START DATA SHOWN
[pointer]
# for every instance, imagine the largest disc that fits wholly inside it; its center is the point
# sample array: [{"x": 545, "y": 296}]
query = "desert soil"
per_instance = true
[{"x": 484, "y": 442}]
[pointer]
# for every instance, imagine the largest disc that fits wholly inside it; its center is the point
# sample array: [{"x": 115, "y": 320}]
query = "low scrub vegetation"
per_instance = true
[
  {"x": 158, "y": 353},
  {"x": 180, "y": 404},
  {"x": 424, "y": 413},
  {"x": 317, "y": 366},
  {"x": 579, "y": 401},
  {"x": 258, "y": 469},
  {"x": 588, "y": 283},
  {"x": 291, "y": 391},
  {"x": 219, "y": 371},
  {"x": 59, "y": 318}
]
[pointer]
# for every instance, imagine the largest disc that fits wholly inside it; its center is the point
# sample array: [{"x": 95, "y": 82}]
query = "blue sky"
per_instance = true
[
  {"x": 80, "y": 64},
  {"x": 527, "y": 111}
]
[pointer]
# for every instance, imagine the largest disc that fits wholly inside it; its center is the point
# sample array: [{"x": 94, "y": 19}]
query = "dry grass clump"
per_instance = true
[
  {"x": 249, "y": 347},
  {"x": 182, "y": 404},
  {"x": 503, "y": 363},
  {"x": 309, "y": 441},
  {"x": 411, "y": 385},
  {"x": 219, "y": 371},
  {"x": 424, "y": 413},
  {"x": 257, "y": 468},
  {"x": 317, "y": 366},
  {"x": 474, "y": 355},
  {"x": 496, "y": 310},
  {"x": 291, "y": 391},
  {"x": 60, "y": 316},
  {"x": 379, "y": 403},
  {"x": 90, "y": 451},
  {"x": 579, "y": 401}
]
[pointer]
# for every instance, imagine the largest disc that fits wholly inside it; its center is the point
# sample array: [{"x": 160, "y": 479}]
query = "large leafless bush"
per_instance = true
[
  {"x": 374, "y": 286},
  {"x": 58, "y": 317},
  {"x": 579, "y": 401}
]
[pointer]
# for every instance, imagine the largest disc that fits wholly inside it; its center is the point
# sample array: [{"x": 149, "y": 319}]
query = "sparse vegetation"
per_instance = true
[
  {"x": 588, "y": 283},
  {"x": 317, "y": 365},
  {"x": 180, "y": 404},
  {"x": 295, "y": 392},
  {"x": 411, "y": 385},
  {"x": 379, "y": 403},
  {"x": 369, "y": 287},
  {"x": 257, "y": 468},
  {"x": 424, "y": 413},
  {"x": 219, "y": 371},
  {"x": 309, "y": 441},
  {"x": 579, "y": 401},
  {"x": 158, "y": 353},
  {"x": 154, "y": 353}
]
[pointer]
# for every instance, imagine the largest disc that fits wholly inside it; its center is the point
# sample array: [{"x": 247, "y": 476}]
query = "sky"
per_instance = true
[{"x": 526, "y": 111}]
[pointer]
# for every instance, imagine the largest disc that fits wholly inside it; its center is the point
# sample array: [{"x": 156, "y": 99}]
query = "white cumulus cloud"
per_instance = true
END DATA SHOWN
* EXERCISE PROMPT: Copy out the records above exactly and completely.

* ANSWER TO THIS TASK:
[pointer]
# for every instance, imagine the largest disc that fits wholly inside it; its center is the point
# sample array: [{"x": 545, "y": 296}]
query = "desert soil"
per_instance = true
[{"x": 484, "y": 442}]
[pointer]
# for every instance, imagine the largest disc that fits wholly inside it; its center is the point
# sample array: [{"x": 115, "y": 320}]
query = "low scrub vegetation"
per_instance = true
[
  {"x": 158, "y": 353},
  {"x": 180, "y": 404},
  {"x": 424, "y": 413},
  {"x": 317, "y": 366},
  {"x": 579, "y": 401},
  {"x": 258, "y": 469},
  {"x": 588, "y": 283},
  {"x": 291, "y": 391},
  {"x": 219, "y": 371},
  {"x": 59, "y": 318}
]
[pointer]
# for every instance, imagine the largest disc that fits wholly inside it; its center is the point
# sample array: [{"x": 95, "y": 82}]
query = "blue sky"
per_instance = true
[
  {"x": 80, "y": 64},
  {"x": 527, "y": 111}
]
[pointer]
# for every instance, imagine the largest disc that fits wholly inside it; its center is the point
# sample array: [{"x": 94, "y": 19}]
query = "dry grass clump"
per_instance = true
[
  {"x": 249, "y": 347},
  {"x": 182, "y": 404},
  {"x": 503, "y": 363},
  {"x": 309, "y": 441},
  {"x": 411, "y": 385},
  {"x": 219, "y": 371},
  {"x": 424, "y": 413},
  {"x": 257, "y": 468},
  {"x": 317, "y": 366},
  {"x": 474, "y": 355},
  {"x": 496, "y": 310},
  {"x": 291, "y": 391},
  {"x": 60, "y": 316},
  {"x": 379, "y": 403},
  {"x": 90, "y": 451},
  {"x": 579, "y": 401}
]
[pointer]
# for every instance, imagine the largest disc that fits wholly inside it; its center is the point
# sample array: [{"x": 160, "y": 479}]
query = "large leafless bush"
per_instance = true
[
  {"x": 374, "y": 286},
  {"x": 58, "y": 317},
  {"x": 579, "y": 401}
]
[pointer]
# for every instance, imagine the largest disc that fits wholly inside it; its center is the point
# sample array: [{"x": 149, "y": 319}]
query = "sparse vegetation"
per_instance = true
[
  {"x": 588, "y": 283},
  {"x": 317, "y": 365},
  {"x": 180, "y": 404},
  {"x": 295, "y": 392},
  {"x": 411, "y": 385},
  {"x": 379, "y": 403},
  {"x": 369, "y": 287},
  {"x": 257, "y": 468},
  {"x": 424, "y": 413},
  {"x": 219, "y": 371},
  {"x": 309, "y": 441},
  {"x": 579, "y": 401},
  {"x": 158, "y": 353},
  {"x": 154, "y": 353}
]
[pointer]
# for every instance, imagine the largest disc that fits wholly inside it; its center is the point
# sample array: [{"x": 247, "y": 476}]
query = "sky"
per_instance = true
[{"x": 526, "y": 111}]
[pointer]
# for every instance, imagine the largest disc that fits wholly inside it; its center is the point
# sample array: [{"x": 156, "y": 99}]
query = "white cumulus cloud"
per_instance = true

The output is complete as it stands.